# Recorded information

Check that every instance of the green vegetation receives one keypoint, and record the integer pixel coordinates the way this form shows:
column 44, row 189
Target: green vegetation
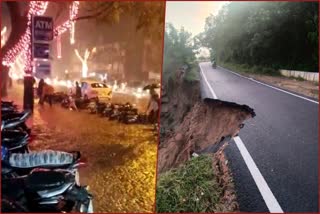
column 192, row 75
column 179, row 51
column 192, row 187
column 267, row 34
column 297, row 78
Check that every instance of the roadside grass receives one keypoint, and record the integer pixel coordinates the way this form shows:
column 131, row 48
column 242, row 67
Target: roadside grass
column 297, row 78
column 192, row 187
column 245, row 68
column 192, row 74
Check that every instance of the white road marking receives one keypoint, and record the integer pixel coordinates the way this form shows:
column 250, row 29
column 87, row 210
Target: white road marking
column 270, row 86
column 261, row 183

# Task goal
Without the pictures, output the full listing exactly as it stands.

# Exercise output
Check that every instance of the green vegetation receives one keypoint, and record the integer pixel coordinates the way this form shows:
column 44, row 189
Target: green vegetation
column 192, row 75
column 179, row 51
column 192, row 187
column 267, row 34
column 297, row 78
Check that every instance of the roadside grass receives one keypoint, and record the integer pixel coordinates the way this form shows:
column 131, row 48
column 242, row 67
Target: roadside grass
column 297, row 78
column 192, row 187
column 245, row 68
column 192, row 74
Check that every instance of the white road marking receives one keypoint, and record the integer pixel coordinates the way this form shows:
column 250, row 29
column 87, row 210
Target: white road marking
column 270, row 86
column 261, row 183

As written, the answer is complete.